-- START OF RECORDS PROVIDED --

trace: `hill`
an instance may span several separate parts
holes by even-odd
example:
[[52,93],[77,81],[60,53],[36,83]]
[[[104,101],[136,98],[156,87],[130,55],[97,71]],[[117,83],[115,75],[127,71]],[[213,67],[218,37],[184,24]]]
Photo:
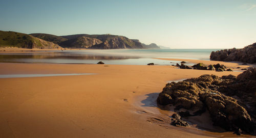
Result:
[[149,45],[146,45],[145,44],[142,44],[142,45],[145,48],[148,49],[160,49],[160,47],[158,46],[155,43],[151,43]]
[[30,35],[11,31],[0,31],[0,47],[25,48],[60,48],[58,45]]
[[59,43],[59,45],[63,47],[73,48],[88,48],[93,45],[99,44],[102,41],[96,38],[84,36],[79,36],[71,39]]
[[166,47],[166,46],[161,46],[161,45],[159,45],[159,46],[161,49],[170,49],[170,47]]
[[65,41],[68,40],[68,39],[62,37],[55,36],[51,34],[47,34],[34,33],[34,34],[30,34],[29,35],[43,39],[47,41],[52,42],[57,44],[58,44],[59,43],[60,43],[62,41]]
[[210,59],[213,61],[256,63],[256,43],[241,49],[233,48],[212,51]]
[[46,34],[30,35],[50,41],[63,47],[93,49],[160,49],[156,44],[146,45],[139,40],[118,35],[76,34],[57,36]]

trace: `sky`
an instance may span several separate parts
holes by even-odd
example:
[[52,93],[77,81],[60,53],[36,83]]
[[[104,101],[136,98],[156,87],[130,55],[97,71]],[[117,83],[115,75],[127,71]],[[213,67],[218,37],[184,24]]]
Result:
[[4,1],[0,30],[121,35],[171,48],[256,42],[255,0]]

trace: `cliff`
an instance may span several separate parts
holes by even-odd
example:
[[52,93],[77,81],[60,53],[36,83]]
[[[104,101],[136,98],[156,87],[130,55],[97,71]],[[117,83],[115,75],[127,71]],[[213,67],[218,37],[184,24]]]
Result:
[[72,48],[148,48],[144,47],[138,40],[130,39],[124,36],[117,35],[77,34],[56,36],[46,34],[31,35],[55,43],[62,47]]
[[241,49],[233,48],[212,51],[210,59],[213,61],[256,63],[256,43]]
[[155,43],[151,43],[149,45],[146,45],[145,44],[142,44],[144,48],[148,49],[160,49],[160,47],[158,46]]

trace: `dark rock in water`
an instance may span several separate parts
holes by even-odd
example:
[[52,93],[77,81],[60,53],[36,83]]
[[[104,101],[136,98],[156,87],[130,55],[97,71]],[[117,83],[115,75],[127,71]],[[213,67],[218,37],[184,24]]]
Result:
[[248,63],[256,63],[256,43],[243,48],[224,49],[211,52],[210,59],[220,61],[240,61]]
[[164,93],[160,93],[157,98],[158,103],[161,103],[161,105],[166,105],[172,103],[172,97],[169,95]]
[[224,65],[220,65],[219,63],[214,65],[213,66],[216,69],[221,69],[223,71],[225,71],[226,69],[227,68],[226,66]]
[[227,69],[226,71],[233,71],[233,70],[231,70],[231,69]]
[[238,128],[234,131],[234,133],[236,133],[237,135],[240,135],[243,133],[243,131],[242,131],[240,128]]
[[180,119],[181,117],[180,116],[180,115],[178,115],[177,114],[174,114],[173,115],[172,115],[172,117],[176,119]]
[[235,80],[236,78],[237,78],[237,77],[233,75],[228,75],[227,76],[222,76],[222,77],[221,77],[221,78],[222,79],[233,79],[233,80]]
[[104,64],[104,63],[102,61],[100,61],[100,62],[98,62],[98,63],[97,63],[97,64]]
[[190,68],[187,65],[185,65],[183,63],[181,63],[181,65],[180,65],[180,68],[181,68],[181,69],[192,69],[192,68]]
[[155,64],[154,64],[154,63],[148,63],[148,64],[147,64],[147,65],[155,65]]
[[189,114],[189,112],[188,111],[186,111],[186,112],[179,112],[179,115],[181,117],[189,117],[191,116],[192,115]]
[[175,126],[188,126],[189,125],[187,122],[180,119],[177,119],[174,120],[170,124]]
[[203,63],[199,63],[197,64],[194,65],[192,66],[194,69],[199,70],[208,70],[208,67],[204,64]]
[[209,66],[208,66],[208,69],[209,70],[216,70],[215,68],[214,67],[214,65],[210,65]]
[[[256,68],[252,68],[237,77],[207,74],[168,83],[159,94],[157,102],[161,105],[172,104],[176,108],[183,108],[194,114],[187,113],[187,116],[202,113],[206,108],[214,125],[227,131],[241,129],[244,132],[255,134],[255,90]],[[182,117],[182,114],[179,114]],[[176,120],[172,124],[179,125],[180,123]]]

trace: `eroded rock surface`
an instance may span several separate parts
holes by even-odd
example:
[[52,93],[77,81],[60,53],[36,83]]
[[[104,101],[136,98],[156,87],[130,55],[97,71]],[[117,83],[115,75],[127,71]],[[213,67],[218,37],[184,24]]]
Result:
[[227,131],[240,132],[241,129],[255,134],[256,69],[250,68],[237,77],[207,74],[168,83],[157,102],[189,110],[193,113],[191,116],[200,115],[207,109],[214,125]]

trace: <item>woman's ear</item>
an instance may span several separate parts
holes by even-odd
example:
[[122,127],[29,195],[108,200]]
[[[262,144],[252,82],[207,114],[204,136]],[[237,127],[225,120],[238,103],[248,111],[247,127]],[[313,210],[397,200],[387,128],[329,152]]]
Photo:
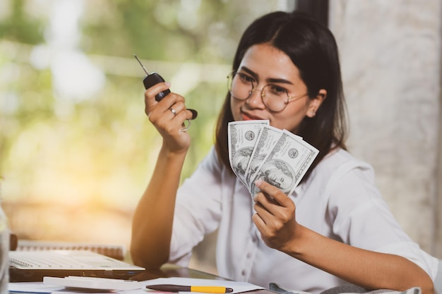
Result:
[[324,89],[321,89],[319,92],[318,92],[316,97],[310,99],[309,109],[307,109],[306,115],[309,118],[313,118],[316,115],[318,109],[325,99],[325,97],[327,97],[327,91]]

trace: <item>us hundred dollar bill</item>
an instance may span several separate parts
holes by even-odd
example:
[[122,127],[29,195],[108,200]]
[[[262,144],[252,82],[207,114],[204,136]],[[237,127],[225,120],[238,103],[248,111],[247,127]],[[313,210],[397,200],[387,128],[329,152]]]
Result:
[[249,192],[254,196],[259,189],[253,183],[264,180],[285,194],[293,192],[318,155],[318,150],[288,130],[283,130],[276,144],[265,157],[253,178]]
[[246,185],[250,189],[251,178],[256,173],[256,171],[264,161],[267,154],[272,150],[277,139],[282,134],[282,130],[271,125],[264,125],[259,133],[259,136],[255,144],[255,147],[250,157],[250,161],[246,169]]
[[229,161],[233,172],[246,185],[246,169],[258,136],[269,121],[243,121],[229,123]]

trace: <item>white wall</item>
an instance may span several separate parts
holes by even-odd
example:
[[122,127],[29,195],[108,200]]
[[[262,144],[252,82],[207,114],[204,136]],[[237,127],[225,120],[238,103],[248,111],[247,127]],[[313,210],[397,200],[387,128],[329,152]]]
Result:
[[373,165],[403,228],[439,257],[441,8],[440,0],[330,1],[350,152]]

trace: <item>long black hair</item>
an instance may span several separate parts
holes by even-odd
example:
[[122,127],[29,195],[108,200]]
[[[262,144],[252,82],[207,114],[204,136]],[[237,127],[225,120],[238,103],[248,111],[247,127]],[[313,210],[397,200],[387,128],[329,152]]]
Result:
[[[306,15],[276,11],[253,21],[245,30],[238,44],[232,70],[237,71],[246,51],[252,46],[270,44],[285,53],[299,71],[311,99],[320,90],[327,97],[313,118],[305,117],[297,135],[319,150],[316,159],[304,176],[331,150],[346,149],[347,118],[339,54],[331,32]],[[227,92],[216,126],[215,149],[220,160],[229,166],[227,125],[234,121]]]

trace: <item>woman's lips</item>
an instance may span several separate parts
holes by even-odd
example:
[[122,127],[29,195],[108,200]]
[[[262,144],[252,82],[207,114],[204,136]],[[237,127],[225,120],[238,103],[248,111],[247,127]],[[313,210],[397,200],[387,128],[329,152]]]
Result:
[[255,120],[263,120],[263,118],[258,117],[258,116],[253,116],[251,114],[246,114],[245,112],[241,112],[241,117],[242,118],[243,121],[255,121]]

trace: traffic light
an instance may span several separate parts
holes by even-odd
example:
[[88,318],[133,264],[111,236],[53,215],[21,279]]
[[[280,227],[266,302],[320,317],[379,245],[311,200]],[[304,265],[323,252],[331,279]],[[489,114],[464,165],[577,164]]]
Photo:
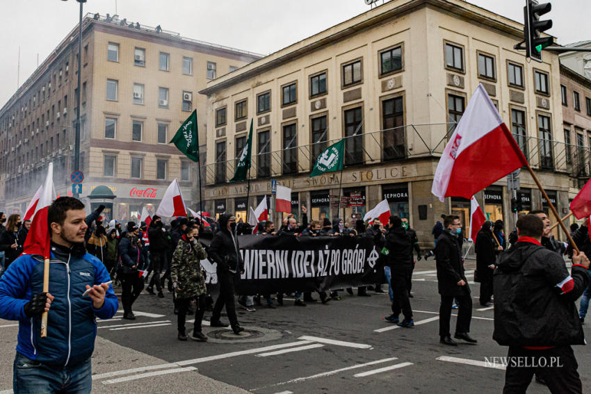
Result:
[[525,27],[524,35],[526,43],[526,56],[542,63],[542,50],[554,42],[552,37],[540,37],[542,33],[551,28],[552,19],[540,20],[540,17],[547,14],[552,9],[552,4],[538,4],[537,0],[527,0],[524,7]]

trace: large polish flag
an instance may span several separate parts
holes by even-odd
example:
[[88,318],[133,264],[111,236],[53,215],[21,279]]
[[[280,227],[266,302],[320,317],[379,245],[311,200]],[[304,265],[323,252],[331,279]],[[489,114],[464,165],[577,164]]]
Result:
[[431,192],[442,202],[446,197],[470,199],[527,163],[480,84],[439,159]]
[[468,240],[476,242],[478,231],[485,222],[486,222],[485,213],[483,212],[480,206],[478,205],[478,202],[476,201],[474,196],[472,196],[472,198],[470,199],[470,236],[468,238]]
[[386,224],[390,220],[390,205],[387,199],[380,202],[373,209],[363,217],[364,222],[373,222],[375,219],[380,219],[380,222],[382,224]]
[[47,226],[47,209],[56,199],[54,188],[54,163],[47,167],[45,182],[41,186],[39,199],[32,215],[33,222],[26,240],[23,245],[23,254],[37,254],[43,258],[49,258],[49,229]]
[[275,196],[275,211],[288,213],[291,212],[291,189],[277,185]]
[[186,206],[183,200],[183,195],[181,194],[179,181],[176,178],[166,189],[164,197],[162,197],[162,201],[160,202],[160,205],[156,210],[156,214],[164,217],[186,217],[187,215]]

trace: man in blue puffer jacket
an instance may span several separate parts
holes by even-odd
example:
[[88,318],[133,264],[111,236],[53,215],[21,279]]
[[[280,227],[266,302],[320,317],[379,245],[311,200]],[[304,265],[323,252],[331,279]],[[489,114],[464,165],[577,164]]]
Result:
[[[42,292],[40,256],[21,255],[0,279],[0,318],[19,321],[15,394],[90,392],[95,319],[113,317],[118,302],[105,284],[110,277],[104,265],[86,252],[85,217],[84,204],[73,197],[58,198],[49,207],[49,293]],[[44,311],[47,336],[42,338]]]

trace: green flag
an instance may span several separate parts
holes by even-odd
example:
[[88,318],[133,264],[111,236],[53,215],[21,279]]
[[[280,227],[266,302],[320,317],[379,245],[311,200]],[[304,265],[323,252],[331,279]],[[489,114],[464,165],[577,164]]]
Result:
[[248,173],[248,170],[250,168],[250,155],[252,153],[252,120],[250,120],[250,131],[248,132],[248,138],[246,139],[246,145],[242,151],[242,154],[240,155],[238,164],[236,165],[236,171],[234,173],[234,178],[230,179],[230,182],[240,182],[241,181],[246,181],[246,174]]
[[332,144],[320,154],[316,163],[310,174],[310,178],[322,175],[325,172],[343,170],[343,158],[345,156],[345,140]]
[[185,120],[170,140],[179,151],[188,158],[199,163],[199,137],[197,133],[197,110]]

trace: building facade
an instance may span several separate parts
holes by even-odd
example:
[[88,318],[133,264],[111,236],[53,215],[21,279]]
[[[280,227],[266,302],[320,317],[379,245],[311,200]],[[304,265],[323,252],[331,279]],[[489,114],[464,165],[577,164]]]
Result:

-- END OF RECORDS PROVIDED --

REQUIREMENT :: Please report how many lines of the records contain the word "woman", giving only the number.

EXPECTED OUTPUT :: 2